* _GIVEN PROBLEM_:
Format the part of the entries below that opens with the line containing "Where can you see the human" and closes with the line containing "417], [108, 144]]" as a numbered list. Include both of those lines, nothing outside that span, and no blank lines.

* _DATA LINES_:
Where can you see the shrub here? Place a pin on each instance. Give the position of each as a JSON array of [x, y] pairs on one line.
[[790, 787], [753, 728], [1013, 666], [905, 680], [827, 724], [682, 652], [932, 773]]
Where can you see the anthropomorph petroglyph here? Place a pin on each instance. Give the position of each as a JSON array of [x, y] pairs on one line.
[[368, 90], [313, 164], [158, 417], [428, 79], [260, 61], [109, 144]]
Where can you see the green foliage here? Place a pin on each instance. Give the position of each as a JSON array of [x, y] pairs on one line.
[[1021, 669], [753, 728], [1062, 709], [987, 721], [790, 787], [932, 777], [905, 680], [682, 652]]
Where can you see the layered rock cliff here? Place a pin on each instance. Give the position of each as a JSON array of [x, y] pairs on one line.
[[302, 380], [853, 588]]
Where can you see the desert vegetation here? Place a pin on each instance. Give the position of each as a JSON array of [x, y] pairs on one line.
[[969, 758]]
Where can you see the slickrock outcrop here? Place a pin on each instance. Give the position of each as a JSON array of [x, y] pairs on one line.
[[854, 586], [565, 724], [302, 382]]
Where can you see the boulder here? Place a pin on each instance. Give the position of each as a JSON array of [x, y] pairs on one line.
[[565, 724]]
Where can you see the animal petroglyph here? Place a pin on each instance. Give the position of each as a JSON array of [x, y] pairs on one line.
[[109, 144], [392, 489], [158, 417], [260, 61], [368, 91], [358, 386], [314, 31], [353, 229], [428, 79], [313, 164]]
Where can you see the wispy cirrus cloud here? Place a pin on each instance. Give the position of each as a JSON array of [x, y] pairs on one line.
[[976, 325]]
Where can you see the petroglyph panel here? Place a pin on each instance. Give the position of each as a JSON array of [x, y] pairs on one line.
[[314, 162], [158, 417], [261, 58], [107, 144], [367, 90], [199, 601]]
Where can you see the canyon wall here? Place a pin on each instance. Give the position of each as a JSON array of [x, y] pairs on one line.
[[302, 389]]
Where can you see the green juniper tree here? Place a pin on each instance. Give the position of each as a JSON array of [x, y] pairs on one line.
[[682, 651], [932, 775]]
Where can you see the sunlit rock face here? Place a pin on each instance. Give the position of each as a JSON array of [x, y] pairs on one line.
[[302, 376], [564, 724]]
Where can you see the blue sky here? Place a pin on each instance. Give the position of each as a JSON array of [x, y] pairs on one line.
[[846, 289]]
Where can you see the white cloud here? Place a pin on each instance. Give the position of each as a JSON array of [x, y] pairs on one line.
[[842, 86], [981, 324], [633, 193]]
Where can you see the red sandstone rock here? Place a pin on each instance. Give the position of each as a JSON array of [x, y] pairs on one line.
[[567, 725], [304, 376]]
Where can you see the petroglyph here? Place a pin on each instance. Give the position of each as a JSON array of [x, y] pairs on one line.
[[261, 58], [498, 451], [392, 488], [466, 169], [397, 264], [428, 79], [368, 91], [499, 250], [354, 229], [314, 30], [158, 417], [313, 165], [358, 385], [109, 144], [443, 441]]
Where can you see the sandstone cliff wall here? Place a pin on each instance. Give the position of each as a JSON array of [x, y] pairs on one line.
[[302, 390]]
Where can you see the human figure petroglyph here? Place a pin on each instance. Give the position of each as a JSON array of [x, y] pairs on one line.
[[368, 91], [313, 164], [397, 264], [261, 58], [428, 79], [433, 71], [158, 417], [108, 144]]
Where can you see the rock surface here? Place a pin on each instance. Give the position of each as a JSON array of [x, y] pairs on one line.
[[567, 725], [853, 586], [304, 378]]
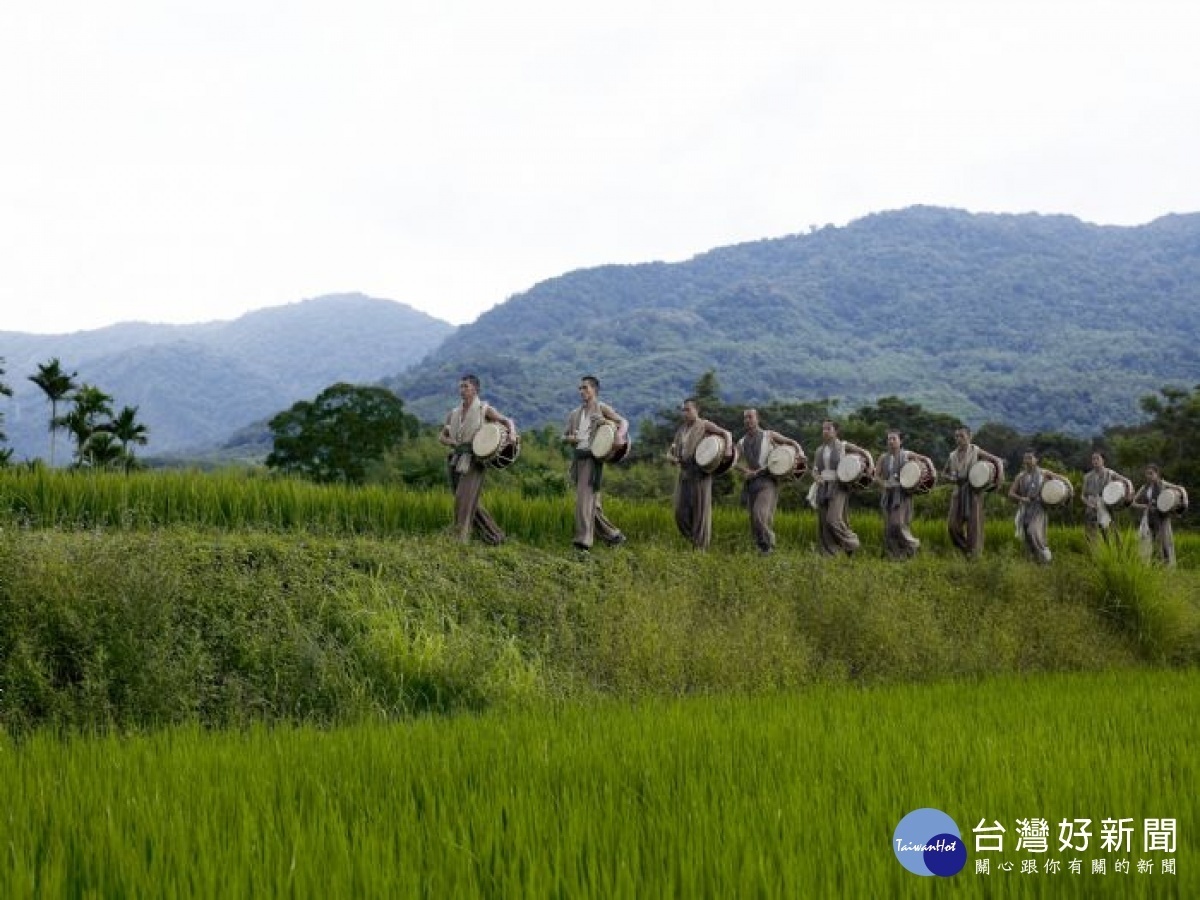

* _TASK RESULT_:
1. Where can you see the human figure petroglyph here? Place a pin on each instance. Give the position of each as a JSON array of [x, y] pairs on one line.
2. [[368, 91], [313, 164], [397, 264], [261, 58], [428, 79], [433, 71], [158, 417], [108, 144]]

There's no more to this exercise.